Pubdate: Fri, 17 Dec 2010
Source: Wall Street Journal (US)
Copyright: 2010 Dow Jones & Company, Inc.
Authors: Nicholas Casey And James R. Hagerty
Note: Jose de Cordoba, Paul Kiernan and Dana Mattioli contributed to 
this article.


Unrest Deters Electrolux, Whirlpool, Others Who Have Considered New
South-of-the-Border Plants

MEXICO CITY-Growing numbers of companies are deciding to limit their
investments in Mexico because of spiraling drug-related violence in
one of the world's most important emerging markets.

The latest is Swedish appliance maker Electrolux AB, which said
Thursday it had chosen Memphis, Tenn., over locations in Mexico for a
$190 million appliance factory that will employ 1,200 people.

The decision involved a host of factors, including proximity to
component suppliers, distribution centers and another Electrolux plant
in Springfield, Tenn. But Mexico's deteriorating security also played
a role, the company said.

Mexico continues to lure foreign investment with its low wages,
location next to the U.S. and the advantages of the North American
Free Trade Agreement.

One of the U.S.'s largest trade partners, Mexico attracted $14 billion
in foreign direct investment in the year's first nine months, up 20%
from a year ago, according to government figures. And some of Mexico's
biggest investors, including Wal-Mart Stores Inc., are maintaining
their investment plans.

But fights between rival drug cartels have claimed more than 31,000
lives in the past four years, including more than 11,000 this year.
Other crimes like robbery, extortion and kidnapping also have climbed.
For some companies, particularly those that don't yet have operations
south of the border, the violence has become daunting.

"We won't put a factory in Mexico until some of this violence gets
addressed," said Ron DeFeo, chief executive of Terex Corp., a
Westport, Conn., maker of construction cranes and other heavy
equipment. "We just can't put our people at risk."

Data listing>
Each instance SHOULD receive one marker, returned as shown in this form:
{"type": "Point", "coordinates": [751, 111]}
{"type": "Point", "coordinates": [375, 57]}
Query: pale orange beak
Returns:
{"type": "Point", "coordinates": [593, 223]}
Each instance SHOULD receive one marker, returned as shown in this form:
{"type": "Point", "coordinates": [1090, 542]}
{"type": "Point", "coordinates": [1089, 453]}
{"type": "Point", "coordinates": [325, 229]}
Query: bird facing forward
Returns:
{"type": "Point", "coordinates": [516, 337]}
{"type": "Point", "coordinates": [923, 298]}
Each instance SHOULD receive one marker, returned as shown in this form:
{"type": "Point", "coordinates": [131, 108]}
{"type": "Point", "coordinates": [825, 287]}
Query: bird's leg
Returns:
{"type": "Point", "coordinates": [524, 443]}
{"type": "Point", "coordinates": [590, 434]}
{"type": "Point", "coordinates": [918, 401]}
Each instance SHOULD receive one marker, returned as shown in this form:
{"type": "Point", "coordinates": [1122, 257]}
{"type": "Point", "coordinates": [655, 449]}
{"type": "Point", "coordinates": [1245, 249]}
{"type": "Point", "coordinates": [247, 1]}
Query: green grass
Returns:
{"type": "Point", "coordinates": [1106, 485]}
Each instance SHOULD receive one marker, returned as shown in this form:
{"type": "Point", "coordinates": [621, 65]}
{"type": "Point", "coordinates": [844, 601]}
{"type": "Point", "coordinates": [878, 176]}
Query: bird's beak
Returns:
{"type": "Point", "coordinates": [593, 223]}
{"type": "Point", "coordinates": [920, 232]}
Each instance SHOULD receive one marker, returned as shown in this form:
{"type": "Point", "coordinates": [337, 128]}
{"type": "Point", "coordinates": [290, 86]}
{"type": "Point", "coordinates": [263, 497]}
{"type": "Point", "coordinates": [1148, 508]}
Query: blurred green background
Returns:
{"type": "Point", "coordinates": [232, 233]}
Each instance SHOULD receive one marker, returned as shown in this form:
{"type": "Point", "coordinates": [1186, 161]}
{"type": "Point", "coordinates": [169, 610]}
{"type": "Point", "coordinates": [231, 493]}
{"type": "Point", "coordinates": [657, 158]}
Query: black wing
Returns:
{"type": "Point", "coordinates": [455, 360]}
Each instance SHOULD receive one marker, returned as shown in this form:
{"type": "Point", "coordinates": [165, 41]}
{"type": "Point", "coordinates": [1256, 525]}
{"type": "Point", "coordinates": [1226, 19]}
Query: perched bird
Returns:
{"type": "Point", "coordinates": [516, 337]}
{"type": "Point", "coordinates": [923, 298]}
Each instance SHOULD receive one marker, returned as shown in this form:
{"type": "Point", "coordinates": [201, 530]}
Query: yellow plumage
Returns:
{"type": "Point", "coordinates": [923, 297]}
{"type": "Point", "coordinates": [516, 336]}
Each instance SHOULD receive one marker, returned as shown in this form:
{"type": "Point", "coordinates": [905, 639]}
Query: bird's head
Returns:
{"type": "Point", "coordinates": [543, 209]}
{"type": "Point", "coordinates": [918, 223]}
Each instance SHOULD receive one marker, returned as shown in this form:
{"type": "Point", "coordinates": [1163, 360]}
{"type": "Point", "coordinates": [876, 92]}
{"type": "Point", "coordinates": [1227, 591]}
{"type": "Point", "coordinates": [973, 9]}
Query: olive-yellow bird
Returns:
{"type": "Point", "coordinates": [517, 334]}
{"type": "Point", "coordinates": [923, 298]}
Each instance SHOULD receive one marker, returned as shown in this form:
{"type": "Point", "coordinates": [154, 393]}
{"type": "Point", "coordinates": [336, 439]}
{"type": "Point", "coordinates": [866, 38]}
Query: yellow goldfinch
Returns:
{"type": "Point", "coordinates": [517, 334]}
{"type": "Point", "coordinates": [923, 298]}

Aim of the task> Print the stretch of the article on companies limiting investment in Mexico from "Copyright: 2010 Dow" through "this article.", copied word for word.

Response>
Copyright: 2010 Dow Jones & Company, Inc.
Authors: Nicholas Casey And James R. Hagerty
Note: Jose de Cordoba, Paul Kiernan and Dana Mattioli contributed to 
this article.